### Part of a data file
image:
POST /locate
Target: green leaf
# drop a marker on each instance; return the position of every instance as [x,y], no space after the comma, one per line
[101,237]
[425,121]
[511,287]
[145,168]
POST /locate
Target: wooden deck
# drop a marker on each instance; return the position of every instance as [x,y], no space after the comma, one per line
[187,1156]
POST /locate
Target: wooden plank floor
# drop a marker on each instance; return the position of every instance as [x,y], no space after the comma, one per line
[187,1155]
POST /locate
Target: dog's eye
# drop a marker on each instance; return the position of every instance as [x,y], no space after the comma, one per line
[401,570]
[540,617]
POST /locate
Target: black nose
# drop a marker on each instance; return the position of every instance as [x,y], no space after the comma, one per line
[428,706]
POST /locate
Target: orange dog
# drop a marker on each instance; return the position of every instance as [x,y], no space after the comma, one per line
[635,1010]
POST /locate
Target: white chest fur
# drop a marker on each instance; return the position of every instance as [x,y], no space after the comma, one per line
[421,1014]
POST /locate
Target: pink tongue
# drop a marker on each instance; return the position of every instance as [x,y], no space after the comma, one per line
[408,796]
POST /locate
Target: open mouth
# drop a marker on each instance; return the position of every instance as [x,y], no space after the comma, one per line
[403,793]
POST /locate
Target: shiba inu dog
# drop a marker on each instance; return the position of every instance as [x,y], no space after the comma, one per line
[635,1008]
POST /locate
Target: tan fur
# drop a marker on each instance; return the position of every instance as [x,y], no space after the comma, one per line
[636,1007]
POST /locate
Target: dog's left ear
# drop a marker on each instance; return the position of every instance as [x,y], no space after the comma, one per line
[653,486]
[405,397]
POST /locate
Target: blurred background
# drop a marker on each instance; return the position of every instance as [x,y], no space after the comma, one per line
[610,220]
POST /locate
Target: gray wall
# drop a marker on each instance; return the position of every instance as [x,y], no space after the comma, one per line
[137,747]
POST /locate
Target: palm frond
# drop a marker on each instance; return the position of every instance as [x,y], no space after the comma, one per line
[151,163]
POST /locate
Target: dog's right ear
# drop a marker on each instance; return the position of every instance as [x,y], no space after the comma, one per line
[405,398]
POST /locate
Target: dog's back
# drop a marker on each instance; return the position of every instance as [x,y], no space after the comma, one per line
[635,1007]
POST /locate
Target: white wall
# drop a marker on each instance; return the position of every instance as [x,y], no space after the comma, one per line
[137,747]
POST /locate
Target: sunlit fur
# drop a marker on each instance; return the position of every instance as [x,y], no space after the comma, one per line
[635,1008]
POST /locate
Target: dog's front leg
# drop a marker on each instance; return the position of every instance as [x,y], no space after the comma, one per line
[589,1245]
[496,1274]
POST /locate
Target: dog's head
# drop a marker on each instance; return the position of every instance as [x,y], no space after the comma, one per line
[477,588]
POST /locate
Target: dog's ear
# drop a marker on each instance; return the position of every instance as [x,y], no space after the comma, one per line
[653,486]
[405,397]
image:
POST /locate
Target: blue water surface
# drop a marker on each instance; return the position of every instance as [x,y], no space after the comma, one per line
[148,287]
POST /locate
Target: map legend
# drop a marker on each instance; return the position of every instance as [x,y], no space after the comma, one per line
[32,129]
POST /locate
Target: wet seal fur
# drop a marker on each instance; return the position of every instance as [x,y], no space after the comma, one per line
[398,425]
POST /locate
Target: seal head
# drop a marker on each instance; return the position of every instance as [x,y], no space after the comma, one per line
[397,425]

### WHAT YOU WILL DO
List every line of the data above that contains the word "wooden".

### EXERCISE OUTPUT
Target: wooden deck
Target: wooden plank floor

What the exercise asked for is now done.